◆ **Goal of the exercise**
The required output consists solely of the lines from the line containing "Expected: one dot placed on each instance of the taillight, the" through the end of the records, copied exactly.

◆ **Records shown**
------------------------

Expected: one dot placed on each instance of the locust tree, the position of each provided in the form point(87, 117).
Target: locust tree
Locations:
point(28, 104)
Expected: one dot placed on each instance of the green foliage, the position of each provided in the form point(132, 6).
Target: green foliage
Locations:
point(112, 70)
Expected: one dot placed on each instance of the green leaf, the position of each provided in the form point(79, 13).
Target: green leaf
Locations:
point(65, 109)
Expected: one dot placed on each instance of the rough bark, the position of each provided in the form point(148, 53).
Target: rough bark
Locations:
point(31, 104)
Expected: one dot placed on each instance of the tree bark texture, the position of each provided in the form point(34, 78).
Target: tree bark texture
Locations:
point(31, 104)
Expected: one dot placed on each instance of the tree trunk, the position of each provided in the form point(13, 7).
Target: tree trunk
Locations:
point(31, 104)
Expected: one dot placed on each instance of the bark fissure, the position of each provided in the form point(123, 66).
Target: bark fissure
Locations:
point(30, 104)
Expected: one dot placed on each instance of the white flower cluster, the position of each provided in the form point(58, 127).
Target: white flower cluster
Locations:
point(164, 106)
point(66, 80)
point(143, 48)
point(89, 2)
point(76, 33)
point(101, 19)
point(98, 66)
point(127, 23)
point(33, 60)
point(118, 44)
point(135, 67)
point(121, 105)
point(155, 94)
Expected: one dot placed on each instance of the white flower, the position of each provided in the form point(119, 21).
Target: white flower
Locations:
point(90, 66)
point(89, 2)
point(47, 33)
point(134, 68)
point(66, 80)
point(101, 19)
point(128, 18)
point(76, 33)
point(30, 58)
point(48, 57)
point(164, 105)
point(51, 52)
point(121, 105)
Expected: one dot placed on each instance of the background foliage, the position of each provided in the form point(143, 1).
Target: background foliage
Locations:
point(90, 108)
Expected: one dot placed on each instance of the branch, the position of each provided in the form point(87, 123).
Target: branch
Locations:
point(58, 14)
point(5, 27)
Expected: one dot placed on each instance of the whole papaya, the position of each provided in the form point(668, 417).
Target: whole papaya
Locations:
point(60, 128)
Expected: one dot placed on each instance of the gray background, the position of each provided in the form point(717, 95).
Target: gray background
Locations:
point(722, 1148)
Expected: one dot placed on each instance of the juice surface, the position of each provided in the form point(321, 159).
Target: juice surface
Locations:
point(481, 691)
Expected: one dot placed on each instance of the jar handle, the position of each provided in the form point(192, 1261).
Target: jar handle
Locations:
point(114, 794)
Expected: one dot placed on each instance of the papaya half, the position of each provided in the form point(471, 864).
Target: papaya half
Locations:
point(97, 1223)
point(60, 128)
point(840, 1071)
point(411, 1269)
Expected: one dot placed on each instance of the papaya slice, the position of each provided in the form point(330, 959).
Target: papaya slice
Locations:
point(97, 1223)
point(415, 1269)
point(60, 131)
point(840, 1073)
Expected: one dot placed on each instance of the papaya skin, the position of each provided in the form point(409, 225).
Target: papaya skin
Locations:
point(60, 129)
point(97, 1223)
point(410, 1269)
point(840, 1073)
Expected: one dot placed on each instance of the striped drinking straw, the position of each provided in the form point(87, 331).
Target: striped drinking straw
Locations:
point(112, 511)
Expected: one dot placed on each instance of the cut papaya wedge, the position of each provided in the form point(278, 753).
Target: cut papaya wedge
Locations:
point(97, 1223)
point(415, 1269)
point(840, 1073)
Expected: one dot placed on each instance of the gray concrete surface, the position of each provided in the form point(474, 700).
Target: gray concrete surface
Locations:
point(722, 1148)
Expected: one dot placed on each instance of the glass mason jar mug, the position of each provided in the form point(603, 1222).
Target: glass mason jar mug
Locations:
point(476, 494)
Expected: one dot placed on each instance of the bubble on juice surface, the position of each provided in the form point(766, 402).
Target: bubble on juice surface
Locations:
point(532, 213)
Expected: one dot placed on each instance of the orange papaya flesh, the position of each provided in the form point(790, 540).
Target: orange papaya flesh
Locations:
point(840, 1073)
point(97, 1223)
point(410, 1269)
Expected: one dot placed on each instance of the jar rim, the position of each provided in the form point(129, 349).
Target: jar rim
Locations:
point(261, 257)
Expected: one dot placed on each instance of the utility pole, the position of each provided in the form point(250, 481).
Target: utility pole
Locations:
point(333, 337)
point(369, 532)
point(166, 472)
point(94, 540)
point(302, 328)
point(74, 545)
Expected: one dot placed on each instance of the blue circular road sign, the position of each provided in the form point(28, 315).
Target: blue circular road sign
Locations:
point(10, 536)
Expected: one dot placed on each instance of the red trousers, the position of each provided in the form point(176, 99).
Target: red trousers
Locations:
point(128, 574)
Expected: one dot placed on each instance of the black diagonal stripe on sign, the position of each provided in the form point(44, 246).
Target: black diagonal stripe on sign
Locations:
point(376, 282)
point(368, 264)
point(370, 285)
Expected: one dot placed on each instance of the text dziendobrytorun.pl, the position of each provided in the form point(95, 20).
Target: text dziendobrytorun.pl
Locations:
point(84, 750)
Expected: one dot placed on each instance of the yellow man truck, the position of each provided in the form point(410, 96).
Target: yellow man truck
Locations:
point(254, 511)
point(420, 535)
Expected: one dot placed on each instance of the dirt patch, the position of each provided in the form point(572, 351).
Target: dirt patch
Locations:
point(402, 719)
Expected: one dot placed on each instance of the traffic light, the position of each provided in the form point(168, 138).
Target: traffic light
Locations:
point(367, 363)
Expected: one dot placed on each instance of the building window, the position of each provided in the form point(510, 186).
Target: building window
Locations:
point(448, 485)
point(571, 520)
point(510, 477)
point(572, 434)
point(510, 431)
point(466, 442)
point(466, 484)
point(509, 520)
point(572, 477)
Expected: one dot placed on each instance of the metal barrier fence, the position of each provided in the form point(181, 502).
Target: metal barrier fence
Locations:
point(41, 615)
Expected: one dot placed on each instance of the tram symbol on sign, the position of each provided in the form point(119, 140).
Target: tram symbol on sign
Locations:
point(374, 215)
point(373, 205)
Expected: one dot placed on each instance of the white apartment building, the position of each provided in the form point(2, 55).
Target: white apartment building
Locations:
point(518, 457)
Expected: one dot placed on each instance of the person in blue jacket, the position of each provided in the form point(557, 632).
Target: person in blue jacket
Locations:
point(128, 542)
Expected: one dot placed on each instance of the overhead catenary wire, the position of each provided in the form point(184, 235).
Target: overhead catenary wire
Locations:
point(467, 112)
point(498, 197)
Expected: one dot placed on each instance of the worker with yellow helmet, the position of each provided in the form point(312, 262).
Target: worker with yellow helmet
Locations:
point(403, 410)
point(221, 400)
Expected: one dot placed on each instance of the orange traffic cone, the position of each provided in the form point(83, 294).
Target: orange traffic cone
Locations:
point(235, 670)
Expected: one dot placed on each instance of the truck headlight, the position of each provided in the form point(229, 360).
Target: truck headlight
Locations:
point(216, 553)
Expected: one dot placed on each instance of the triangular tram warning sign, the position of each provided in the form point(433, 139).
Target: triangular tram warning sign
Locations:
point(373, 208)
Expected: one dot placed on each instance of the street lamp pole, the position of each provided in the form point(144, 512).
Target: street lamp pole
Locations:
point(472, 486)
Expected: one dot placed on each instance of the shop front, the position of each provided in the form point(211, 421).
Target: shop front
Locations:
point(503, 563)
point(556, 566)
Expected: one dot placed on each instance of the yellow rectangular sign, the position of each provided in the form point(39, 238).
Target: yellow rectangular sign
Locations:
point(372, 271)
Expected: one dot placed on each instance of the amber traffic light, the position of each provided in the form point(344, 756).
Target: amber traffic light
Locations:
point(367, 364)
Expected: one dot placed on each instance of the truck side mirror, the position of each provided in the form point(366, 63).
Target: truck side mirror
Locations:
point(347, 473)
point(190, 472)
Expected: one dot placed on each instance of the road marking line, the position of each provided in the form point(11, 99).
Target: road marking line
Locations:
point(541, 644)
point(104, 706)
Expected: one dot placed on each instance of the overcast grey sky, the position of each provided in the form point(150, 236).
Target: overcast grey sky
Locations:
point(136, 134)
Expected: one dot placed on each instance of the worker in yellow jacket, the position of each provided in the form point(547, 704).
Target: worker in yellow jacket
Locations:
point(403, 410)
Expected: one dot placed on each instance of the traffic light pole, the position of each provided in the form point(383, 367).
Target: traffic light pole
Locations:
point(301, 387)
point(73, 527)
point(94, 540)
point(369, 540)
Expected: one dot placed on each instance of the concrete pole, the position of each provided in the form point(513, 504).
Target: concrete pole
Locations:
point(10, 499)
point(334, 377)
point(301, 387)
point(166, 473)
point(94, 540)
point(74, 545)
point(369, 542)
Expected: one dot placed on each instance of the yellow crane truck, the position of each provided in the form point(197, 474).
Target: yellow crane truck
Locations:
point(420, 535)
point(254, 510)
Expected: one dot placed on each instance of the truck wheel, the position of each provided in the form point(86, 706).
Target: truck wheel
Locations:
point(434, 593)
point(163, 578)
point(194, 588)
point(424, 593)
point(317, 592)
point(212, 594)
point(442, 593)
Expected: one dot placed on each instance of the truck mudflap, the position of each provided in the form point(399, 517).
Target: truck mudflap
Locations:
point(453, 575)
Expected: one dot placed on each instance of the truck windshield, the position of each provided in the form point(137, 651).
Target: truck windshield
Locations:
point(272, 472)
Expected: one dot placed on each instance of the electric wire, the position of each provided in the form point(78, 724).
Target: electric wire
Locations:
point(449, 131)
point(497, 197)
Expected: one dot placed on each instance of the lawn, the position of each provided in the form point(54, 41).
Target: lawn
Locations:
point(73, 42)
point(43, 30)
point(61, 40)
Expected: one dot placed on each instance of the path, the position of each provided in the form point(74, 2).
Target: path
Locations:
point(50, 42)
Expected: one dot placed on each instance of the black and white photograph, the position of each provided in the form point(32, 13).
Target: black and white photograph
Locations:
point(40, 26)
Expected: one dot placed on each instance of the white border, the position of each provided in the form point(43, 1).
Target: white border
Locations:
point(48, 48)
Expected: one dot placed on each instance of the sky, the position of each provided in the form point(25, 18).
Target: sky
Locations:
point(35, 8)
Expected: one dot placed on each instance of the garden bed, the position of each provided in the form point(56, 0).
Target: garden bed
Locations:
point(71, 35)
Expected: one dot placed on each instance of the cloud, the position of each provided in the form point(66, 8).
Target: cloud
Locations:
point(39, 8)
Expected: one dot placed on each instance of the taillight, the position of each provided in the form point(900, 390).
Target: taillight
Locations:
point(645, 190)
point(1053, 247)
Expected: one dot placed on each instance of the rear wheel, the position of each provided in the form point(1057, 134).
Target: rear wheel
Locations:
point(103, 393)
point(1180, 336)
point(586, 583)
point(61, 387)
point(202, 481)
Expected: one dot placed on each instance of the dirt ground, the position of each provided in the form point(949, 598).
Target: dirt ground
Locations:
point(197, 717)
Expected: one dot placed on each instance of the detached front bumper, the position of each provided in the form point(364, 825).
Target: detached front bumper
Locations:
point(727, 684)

------------------------

◆ **Task output**
Expected: one dot placed on each instance of the taillight, the position of each provided in the form point(900, 390).
Target: taillight
Locations:
point(645, 190)
point(1053, 247)
Expected: one dot placed on each instance of the rear wheel, the position of each provided in the form point(1057, 134).
Target: rear wheel
Locations:
point(103, 393)
point(1180, 336)
point(586, 583)
point(61, 387)
point(202, 481)
Expected: one dot placed on each instance of the dirt ground, the position of each provided in the form point(949, 598).
Target: dirt ground
Locations:
point(197, 717)
Expected: one dot placed on each instance of the detached front bumper, the position of each provided in the form point(364, 825).
Target: detached front bumper
Locations:
point(727, 684)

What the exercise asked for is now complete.